#### Excerpted text ####
Sen. Lindsey Graham, R-S.C., one of the sponsors of the legislation, vowed to return to health care after tax reform and said it was not a matter of "if" but "when" health reform is achieved.
Senate Majority Leader Mitch McConnell, R-Ky., said that the Senate would turn to tax reform.
In a statement, the bill’s four authors -- Graham, Bill Cassidy, R-La., Dean Heller R-Nev., and Ron Johnson, R-Wis. -- said the bill’s failure came down to “circumstances under our control and not under our control, the process and timing of this vote did not line up this time.”
“We will push on,” they wrote.
“The most frequent frustration we heard from our colleagues ranging from Sen. McCain to Sen. Murkowski was that time and process were the biggest obstacles to their support. There is no doubt about their commitment to repeal and replace Obamacare and no doubt about their support of local control,” they continued.
#### Data excerpt ####
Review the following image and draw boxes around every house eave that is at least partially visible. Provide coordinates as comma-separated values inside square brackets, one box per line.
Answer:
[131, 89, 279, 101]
####
= Tasks and exercises =
A. In the excerpt about the failed health care bill, which four senators are named as the bill's authors?
B. How would you render this sentence from the health care bill excerpt in French: "Senate Majority Leader Mitch McConnell, R-Ky., said that the Senate would turn to tax reform."
C. Write what follows in the health care bill excerpt, starting after its final sentence.

= Results for each task =
A. Lindsey Graham, Bill Cassidy, Dean Heller, and Ron Johnson.

B. Le chef de la majorité au Sénat, Mitch McConnell, R-Ky., a déclaré que le Sénat passerait à la réforme fiscale.

C.
“It is just a matter of time until we fulfill our promise to repeal and replace Obamacare with something far better. For the American people, when it comes to Obamacare, the worst is yet to come. That is why we believe Graham-Cassidy-Heller-Johnson is needed and will eventually pass.”
Under current budget reconciliation rules, Senate Republicans could not reach a simple majority of 51 votes to pass Graham-Cassidy before Sept. 30.